[START OF Given records]
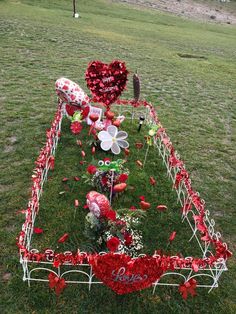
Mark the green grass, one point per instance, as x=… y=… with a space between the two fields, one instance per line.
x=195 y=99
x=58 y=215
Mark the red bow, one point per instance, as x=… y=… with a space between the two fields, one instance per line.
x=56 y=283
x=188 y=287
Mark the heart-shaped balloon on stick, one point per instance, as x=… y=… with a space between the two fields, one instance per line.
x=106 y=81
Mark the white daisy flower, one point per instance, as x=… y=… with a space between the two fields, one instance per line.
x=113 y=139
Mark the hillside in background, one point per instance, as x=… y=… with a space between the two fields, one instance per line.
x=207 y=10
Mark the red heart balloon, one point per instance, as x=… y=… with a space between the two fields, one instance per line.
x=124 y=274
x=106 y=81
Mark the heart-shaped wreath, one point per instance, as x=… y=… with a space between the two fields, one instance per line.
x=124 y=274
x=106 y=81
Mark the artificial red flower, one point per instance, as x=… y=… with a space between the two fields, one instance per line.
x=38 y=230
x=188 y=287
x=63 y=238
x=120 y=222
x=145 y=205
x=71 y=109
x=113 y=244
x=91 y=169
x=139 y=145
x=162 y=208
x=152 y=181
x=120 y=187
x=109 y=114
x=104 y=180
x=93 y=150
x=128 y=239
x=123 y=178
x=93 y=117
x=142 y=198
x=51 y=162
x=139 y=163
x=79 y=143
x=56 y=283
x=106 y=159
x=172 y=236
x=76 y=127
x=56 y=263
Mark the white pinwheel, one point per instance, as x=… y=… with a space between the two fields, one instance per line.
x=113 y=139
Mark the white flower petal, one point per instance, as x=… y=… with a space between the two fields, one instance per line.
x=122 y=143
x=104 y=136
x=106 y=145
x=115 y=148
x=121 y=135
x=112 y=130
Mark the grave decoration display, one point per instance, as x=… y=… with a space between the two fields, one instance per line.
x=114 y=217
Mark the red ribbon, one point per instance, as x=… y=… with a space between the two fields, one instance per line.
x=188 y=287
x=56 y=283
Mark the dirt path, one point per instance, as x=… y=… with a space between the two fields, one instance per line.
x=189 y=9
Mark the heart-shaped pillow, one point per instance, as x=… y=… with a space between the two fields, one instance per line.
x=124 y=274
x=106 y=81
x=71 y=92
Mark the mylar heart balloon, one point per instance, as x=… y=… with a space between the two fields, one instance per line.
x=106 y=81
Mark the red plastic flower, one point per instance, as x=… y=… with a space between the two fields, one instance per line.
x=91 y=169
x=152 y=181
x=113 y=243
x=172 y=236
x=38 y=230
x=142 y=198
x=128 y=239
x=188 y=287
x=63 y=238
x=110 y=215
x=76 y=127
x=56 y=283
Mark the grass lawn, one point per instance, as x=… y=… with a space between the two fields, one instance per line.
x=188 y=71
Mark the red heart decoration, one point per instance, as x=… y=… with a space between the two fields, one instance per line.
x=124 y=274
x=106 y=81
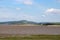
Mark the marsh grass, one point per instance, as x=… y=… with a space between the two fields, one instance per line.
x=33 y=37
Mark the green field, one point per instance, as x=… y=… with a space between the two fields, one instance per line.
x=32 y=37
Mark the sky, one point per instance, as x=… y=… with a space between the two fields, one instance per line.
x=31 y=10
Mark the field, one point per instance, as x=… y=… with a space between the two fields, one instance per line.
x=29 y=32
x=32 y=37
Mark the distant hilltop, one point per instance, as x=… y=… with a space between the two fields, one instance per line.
[END OF Given records]
[START OF Given records]
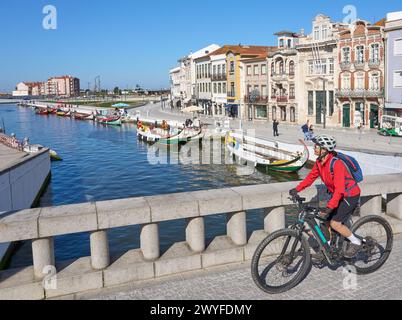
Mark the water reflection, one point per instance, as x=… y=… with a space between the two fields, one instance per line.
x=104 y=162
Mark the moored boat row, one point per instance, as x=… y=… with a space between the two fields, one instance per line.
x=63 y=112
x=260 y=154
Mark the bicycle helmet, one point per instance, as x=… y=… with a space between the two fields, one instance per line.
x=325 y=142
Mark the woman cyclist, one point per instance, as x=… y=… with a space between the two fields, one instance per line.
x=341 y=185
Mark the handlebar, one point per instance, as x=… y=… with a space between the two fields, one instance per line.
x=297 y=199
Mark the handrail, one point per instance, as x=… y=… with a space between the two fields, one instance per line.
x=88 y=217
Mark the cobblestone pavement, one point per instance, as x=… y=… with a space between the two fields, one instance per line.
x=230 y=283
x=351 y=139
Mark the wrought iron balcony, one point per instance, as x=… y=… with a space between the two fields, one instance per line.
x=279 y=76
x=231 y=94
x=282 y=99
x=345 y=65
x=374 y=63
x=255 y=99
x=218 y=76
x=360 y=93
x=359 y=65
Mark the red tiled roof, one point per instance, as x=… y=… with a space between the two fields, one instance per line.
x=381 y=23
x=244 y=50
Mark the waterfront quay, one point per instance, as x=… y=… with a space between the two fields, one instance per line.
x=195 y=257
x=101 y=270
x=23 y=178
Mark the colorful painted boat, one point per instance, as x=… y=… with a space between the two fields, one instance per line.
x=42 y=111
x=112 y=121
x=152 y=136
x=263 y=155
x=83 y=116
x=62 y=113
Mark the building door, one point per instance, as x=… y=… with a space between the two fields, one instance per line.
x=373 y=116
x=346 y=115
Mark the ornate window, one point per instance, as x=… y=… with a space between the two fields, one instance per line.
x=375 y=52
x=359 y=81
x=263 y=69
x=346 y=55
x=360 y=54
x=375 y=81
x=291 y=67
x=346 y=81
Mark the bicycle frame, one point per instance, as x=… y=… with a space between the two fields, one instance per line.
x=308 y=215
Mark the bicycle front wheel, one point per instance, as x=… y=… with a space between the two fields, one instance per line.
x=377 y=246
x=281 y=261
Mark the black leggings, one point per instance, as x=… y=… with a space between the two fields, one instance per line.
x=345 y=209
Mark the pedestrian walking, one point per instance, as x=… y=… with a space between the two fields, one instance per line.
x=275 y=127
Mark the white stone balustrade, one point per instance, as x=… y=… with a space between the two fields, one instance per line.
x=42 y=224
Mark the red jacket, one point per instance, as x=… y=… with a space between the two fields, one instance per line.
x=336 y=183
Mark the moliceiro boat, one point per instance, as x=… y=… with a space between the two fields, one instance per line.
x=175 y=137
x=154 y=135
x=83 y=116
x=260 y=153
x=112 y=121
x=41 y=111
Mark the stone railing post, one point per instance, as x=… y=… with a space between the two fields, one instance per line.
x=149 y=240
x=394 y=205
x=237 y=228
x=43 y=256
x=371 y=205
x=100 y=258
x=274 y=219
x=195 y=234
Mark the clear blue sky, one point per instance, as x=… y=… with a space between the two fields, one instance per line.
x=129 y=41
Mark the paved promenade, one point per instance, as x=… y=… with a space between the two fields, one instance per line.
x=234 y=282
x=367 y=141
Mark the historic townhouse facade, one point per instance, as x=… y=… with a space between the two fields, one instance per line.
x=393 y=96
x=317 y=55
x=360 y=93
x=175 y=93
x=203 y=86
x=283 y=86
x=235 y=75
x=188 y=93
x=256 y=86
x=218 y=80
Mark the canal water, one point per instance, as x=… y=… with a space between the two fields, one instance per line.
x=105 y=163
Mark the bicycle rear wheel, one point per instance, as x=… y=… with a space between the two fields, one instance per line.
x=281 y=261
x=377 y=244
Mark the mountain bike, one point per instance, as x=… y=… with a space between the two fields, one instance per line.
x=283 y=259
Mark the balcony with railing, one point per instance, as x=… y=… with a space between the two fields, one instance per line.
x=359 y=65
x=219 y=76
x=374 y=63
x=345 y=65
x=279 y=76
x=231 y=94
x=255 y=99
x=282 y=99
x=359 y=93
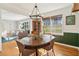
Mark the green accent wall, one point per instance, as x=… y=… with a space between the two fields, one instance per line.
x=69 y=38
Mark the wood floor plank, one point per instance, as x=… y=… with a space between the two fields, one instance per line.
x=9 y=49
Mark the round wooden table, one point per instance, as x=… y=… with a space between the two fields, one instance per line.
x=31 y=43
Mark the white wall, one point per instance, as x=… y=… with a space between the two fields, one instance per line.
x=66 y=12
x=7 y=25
[END OF Given records]
### Aim of the exercise
Copy everything from the line containing "Mark the green grass, one" down to the line containing "x=114 y=217", and switch "daisy" to "chamomile" while leaving the rest unchanged.

### Solution to this task
Mark the green grass, one point per instance, as x=… y=… with a space between the two fields, one instance per line.
x=195 y=99
x=58 y=215
Mark the red bow, one point per instance, as x=… y=… with a space between the two fields, one instance per line.
x=56 y=283
x=188 y=287
Mark the heart-shaped balloon on stick, one point per instance, as x=… y=… with a space between the two fields, one instance per line.
x=106 y=81
Mark the white chamomile flower, one point per instance, as x=… y=… with a space between the two fields, one instance per line.
x=113 y=139
Mark the hillside in background, one point per instance, as x=… y=… with a space between the two fields, one instance per line.
x=207 y=10
Mark the red heart balloon, one point per instance, as x=… y=… with a space between the two fields, one instance per line.
x=124 y=274
x=106 y=81
Mark the heart-shaped wreath, one point per instance, as x=… y=… with a space between the two fields, one instance per line.
x=124 y=274
x=106 y=81
Mark the artificial red flower, one point per instance, as x=… y=… with a space between the two fields, one instance per line.
x=38 y=230
x=188 y=287
x=63 y=238
x=120 y=222
x=145 y=205
x=71 y=109
x=113 y=244
x=91 y=169
x=139 y=145
x=162 y=208
x=152 y=181
x=120 y=187
x=109 y=114
x=104 y=180
x=93 y=150
x=128 y=239
x=123 y=178
x=93 y=117
x=142 y=198
x=51 y=162
x=139 y=163
x=79 y=143
x=56 y=283
x=106 y=159
x=172 y=236
x=76 y=127
x=56 y=263
Mark the white pinwheel, one point per instance, as x=… y=… with a space between the two fields, one instance per line.
x=113 y=139
Mark the white flower petal, one point per instance, as x=… y=… with a space between the two fields, one instance per line.
x=122 y=143
x=104 y=136
x=106 y=145
x=115 y=148
x=121 y=135
x=112 y=130
Mark the grave decoration display, one point per instance, as x=… y=… with a space between the two fields, one instance per line.
x=114 y=217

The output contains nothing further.